### PROBLEM
Wherever a line holds the word "human", copy that line from the data.

Collected data
Segment Open
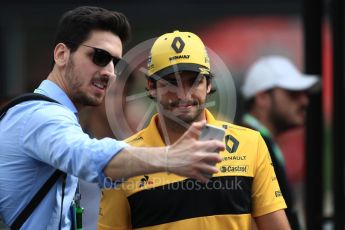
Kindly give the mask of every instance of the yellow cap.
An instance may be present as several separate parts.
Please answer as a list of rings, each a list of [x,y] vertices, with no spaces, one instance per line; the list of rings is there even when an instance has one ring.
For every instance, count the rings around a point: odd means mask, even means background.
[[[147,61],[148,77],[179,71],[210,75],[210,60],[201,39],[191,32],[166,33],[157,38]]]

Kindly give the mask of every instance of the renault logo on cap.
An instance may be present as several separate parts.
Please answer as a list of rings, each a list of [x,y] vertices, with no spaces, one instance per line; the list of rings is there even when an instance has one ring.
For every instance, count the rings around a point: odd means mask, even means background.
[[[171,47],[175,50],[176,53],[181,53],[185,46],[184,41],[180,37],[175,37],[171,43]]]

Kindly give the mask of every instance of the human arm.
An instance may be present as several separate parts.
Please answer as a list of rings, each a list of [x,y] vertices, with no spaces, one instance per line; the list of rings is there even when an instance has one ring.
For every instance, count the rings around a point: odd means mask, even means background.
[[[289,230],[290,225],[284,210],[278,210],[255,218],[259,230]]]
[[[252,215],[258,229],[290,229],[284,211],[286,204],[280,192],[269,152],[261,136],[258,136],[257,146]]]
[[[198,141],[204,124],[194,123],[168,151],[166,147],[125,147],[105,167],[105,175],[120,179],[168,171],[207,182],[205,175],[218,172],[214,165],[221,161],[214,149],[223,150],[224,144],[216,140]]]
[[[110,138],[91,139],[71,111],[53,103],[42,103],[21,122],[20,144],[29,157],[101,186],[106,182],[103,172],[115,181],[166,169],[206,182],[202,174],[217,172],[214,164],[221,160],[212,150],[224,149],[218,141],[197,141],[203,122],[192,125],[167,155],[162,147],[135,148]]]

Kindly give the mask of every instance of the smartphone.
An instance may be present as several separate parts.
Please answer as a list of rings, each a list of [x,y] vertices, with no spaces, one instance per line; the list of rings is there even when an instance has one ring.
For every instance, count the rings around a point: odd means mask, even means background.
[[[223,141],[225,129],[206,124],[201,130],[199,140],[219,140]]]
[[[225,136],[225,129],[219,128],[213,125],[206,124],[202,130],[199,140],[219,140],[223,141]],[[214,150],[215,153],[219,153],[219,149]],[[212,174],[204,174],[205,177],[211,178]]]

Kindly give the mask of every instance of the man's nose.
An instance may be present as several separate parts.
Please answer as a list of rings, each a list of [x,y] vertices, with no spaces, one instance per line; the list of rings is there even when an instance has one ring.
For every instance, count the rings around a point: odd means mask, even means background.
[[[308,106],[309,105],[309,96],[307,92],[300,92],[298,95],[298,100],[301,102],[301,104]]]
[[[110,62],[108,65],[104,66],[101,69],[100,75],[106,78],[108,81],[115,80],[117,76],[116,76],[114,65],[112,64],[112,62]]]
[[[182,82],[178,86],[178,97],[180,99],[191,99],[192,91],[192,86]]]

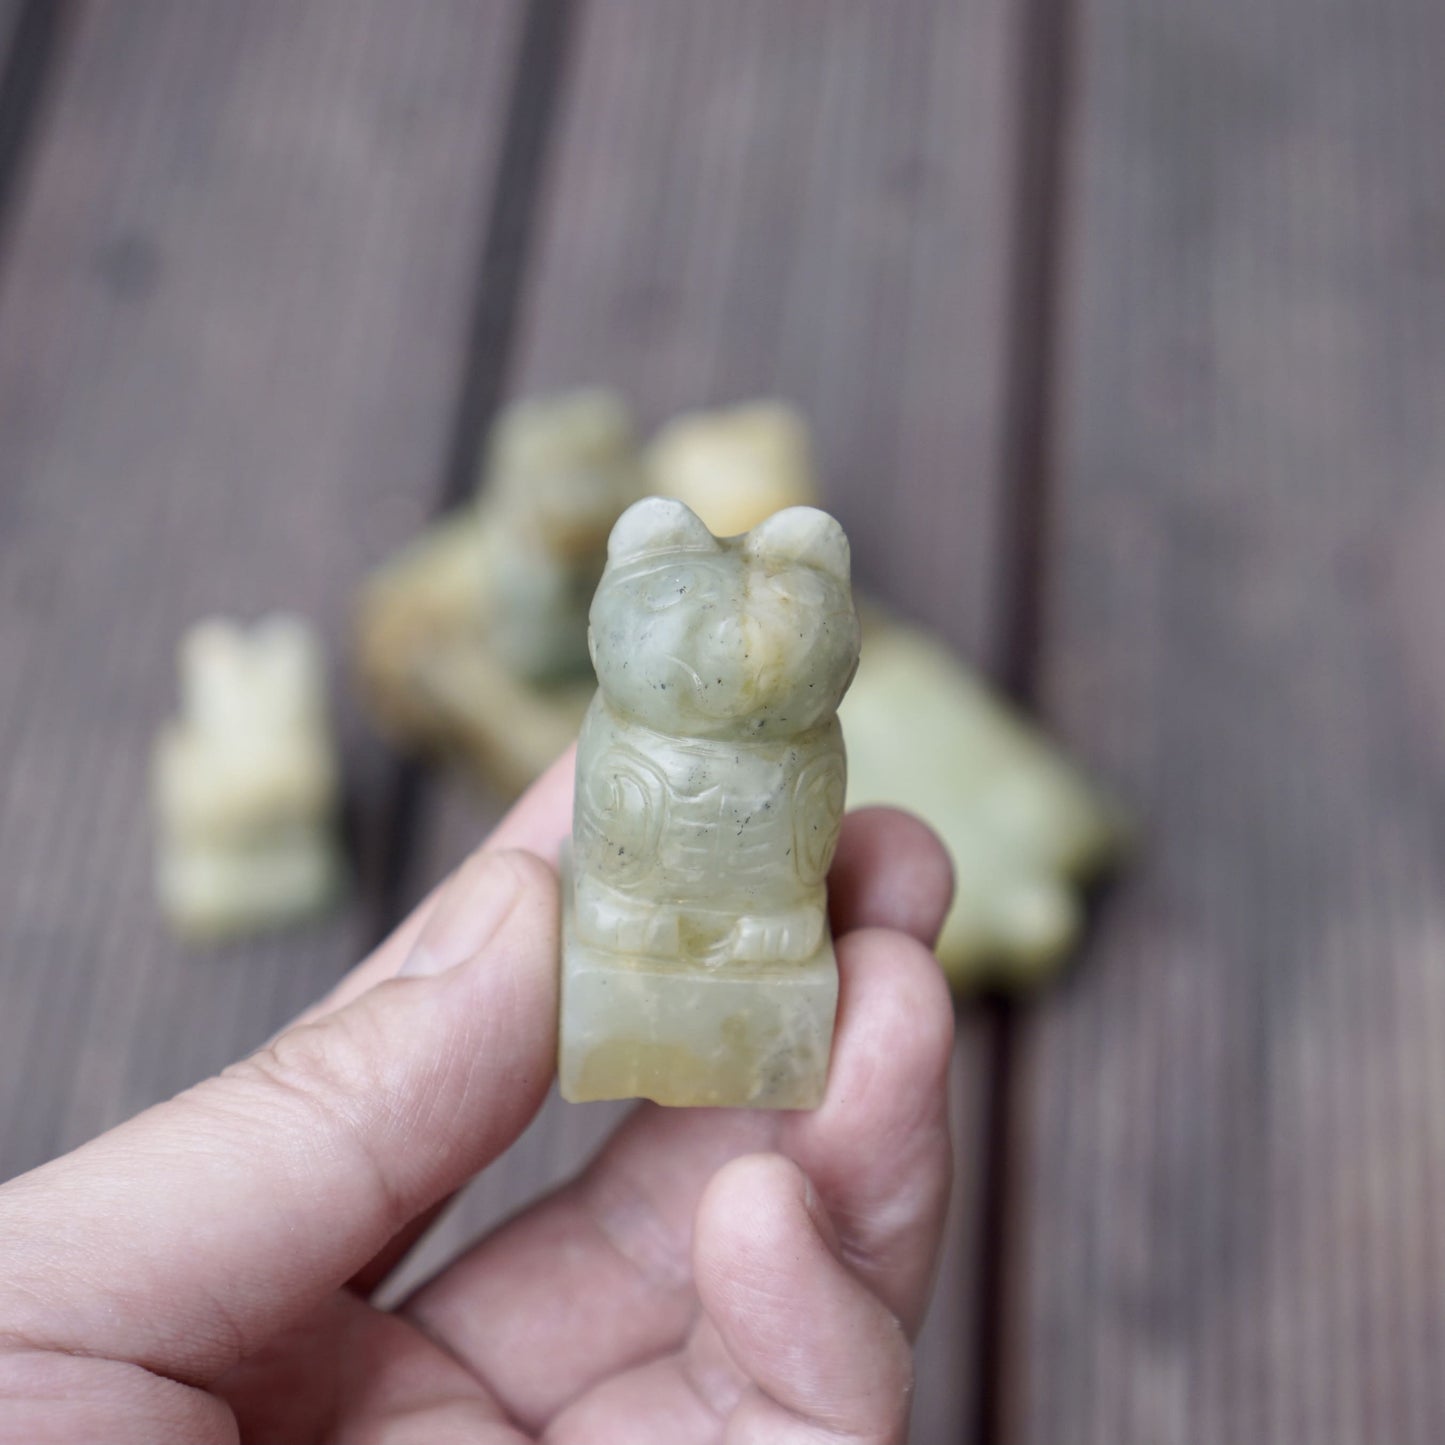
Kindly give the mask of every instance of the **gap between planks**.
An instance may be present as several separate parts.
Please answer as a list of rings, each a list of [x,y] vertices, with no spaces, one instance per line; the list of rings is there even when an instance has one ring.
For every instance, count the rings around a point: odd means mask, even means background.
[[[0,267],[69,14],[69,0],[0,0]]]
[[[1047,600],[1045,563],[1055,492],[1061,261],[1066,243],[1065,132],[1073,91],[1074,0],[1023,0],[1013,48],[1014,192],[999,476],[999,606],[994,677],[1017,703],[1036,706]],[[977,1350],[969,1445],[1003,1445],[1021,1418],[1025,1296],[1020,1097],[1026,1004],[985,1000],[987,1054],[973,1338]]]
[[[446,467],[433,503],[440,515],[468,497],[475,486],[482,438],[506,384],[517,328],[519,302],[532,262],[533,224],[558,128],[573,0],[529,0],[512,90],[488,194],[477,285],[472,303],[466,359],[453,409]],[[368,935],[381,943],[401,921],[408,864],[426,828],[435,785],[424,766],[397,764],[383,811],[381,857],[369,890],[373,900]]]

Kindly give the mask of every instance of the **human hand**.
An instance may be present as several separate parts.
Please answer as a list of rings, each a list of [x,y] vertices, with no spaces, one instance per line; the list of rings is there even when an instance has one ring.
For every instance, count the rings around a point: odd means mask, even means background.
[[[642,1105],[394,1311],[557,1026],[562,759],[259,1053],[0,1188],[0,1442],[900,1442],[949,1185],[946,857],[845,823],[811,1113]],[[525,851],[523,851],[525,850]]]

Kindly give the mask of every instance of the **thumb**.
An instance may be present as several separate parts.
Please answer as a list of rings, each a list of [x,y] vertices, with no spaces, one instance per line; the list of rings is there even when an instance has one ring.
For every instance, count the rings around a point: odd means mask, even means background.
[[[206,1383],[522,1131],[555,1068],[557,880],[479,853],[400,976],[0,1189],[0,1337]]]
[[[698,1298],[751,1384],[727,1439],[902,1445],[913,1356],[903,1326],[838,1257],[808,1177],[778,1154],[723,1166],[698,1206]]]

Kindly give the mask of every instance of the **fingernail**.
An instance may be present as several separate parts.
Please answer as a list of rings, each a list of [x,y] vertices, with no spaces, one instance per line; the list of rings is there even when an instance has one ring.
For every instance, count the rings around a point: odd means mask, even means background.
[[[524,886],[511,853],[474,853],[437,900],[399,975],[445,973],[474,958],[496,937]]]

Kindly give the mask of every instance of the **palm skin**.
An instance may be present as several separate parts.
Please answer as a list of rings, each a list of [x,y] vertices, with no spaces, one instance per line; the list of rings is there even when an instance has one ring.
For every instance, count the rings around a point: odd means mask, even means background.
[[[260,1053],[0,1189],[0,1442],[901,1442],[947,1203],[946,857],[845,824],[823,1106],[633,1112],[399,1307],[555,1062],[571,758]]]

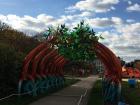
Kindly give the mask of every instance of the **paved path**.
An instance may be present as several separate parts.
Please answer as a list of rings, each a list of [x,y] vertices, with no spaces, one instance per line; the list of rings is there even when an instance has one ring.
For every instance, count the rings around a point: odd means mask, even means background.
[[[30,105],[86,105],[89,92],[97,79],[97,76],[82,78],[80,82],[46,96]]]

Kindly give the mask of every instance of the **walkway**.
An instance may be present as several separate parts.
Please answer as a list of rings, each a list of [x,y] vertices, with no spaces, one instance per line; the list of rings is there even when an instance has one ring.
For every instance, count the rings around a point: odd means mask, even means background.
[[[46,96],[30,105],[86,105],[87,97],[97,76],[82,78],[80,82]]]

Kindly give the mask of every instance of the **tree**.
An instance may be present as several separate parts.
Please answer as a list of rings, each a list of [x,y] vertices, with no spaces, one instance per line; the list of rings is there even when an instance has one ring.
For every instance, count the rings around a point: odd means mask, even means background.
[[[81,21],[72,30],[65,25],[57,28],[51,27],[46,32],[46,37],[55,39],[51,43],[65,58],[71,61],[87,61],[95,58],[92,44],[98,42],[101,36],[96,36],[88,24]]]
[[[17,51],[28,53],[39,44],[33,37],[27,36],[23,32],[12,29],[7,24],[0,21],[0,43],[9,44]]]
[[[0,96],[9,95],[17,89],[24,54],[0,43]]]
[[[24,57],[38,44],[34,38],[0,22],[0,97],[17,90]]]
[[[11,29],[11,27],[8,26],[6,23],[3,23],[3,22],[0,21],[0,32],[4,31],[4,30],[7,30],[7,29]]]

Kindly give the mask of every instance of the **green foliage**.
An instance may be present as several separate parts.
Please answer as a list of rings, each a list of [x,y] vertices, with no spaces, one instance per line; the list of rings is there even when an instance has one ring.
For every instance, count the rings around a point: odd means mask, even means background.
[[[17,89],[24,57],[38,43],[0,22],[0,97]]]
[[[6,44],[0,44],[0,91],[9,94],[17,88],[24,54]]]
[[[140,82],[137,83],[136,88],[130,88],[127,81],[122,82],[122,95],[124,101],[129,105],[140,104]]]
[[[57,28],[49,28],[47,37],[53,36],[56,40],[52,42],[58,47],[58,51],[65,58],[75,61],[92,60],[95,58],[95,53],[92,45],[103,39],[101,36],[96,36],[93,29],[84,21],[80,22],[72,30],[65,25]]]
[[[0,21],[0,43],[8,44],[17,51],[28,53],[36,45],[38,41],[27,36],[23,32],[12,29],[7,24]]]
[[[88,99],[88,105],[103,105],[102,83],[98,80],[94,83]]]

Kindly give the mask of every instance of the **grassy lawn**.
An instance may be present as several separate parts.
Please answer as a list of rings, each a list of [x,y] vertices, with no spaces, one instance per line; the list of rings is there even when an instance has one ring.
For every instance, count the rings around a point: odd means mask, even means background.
Segment Closed
### RESPONSE AREA
Kindly give the mask of every instance of the human arm.
Kindly give the mask of every instance of the **human hand**.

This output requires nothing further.